§ **指示と条件**
次のリスト全体を、1行を1つの文字列とするJSON配列に整形してください。空行は入れず、画像も答えから外してください。

§ **作業用資料**
····················

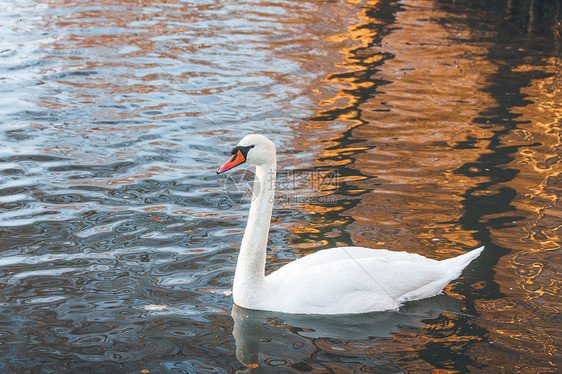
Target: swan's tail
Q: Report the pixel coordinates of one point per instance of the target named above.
(457, 264)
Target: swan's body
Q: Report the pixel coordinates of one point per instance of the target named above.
(332, 281)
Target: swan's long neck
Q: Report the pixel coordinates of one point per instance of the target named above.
(250, 269)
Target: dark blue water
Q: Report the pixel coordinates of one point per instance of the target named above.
(408, 125)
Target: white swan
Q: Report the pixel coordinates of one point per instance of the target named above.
(332, 281)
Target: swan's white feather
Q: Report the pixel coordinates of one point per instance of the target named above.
(354, 280)
(332, 281)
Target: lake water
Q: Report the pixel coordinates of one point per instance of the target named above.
(422, 126)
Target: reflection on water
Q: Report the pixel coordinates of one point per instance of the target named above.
(411, 125)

····················

§ **演習の解答**
[
  "Target: swan's tail",
  "Q: Report the pixel coordinates of one point per instance of the target named above.",
  "(457, 264)",
  "Target: swan's body",
  "Q: Report the pixel coordinates of one point per instance of the target named above.",
  "(332, 281)",
  "Target: swan's long neck",
  "Q: Report the pixel coordinates of one point per instance of the target named above.",
  "(250, 269)",
  "Target: dark blue water",
  "Q: Report the pixel coordinates of one point per instance of the target named above.",
  "(408, 125)",
  "Target: white swan",
  "Q: Report the pixel coordinates of one point per instance of the target named above.",
  "(332, 281)",
  "Target: swan's white feather",
  "Q: Report the pixel coordinates of one point per instance of the target named above.",
  "(354, 280)",
  "(332, 281)",
  "Target: lake water",
  "Q: Report the pixel coordinates of one point per instance of the target named above.",
  "(422, 126)",
  "Target: reflection on water",
  "Q: Report the pixel coordinates of one point per instance of the target named above.",
  "(411, 125)"
]